Below are lines of data. Give the number of them that contain the string "instance", and nothing else.

·····

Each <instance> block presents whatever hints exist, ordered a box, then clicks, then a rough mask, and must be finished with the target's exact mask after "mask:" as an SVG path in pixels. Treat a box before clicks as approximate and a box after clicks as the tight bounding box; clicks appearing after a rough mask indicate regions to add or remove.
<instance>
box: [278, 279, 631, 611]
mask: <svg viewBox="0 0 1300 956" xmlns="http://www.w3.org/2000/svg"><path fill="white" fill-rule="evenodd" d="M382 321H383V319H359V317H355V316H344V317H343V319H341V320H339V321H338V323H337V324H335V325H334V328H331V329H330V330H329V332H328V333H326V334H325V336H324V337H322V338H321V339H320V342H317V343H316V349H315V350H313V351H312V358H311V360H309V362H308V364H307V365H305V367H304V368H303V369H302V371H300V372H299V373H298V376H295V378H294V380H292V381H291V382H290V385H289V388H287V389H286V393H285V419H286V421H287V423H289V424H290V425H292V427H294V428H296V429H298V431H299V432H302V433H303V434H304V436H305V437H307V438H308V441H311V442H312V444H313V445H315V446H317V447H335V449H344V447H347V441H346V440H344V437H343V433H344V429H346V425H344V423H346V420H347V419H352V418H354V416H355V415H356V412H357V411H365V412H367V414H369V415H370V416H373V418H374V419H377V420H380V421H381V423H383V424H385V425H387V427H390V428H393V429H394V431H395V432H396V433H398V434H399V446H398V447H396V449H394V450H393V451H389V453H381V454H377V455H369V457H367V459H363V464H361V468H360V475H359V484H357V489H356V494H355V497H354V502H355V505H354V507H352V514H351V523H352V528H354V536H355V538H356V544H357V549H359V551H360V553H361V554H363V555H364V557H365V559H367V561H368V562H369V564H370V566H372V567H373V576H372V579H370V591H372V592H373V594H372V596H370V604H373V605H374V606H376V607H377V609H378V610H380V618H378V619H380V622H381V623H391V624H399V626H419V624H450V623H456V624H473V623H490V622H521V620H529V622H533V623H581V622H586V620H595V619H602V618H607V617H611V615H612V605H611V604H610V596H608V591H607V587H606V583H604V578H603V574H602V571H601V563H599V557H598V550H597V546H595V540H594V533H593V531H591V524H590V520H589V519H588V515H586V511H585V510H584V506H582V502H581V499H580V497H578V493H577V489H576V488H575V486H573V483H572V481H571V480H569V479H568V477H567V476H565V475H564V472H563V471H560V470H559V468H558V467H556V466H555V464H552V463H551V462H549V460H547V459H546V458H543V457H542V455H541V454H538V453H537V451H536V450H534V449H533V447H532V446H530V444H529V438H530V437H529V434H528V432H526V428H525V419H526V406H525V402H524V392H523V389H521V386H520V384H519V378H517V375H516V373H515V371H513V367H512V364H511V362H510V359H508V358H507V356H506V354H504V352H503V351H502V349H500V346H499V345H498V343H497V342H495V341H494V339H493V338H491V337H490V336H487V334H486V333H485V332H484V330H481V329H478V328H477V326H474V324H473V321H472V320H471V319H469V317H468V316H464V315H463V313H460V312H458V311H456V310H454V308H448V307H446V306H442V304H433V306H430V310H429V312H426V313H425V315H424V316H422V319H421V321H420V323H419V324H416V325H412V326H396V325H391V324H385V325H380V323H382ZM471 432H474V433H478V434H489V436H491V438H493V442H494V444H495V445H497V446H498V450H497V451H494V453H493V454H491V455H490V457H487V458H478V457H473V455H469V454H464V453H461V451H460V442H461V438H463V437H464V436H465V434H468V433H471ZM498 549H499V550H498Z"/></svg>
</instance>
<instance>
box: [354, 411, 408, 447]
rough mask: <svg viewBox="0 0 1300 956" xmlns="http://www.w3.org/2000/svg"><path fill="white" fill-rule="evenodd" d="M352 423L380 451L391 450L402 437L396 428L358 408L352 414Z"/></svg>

·····

§ EXERCISE OUTPUT
4